:: Direction ::
Quote the listing below in its entirety.
=-=-=
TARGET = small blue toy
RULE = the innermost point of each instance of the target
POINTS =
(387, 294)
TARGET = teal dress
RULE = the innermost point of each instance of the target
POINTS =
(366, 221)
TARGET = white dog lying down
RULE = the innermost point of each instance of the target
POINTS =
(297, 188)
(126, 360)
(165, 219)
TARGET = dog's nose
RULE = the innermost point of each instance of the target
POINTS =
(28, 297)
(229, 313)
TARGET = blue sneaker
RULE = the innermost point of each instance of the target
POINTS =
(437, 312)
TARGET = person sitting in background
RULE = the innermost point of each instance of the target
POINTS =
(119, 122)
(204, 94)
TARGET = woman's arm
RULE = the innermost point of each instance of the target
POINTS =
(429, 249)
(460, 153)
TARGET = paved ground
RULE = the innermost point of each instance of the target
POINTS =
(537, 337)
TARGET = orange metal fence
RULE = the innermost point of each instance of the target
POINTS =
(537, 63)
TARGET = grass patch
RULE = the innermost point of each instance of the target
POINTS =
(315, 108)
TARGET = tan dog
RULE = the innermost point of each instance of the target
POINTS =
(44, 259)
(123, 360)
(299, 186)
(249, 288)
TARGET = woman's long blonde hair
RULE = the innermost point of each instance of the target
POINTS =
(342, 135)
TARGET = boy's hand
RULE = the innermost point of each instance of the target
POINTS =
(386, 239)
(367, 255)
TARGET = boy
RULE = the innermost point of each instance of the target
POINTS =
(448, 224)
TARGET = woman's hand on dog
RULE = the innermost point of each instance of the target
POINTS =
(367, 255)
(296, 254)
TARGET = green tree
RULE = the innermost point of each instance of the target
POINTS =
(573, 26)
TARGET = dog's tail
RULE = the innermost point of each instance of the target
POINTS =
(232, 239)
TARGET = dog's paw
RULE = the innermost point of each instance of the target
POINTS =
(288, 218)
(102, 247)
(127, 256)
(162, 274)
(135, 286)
=-=-=
:: Output ::
TARGET = small blue toy
RULE = the innermost point of each instance of the target
POINTS =
(387, 294)
TARGET = teal dress
RULE = the innermost point of each instance of the target
POINTS =
(366, 221)
TARGET = white dog lying down
RULE = the innermost point of each instance of the target
POINTS =
(297, 188)
(126, 360)
(165, 219)
TARGET = dog's nose
RULE = the innermost point of each instance of the target
POINTS =
(28, 297)
(229, 313)
TARGET = blue sneaker
RULE = the innermost point of each instance of the target
POINTS =
(437, 312)
TARGET = person sitting in background
RULE = the innermost point of each instance of the target
POINTS =
(119, 122)
(204, 94)
TARGET = woman's arm
RULE = the innermost point of each instance of the target
POINTS =
(429, 249)
(460, 153)
TARGET = paved ground
RULE = the innermost point of each instance of the target
POINTS =
(537, 337)
TARGET = orange metal fence
RULE = the innermost point of each instance of the target
POINTS =
(537, 63)
TARGET = grass patch
RULE = the innermost point of each instance of the target
POINTS =
(315, 108)
TARGET = tan dog
RULE = the innermost point of each instance of the target
POINTS =
(44, 259)
(123, 360)
(299, 186)
(249, 288)
TARGET = woman's long blonde hair
RULE = the innermost point of each instance of the target
POINTS =
(342, 135)
TARGET = boy's hand
RULE = the innermost point of each instance of the target
POINTS =
(386, 239)
(367, 255)
TARGET = boy
RULE = the innermost point of each instance of the target
POINTS =
(448, 224)
TARGET = woman's hand on dog
RULE = the innermost point of each instance of the target
POINTS =
(367, 255)
(296, 254)
TARGET = green tree
RULE = the innermost point of each instance of the target
POINTS =
(573, 26)
TARGET = dog's tail
RULE = the innermost point of each instance of the target
POINTS =
(232, 239)
TARGET = dog's paw
RULE = the innermost point of each instance of the target
POINTS =
(288, 218)
(102, 247)
(127, 256)
(162, 274)
(135, 286)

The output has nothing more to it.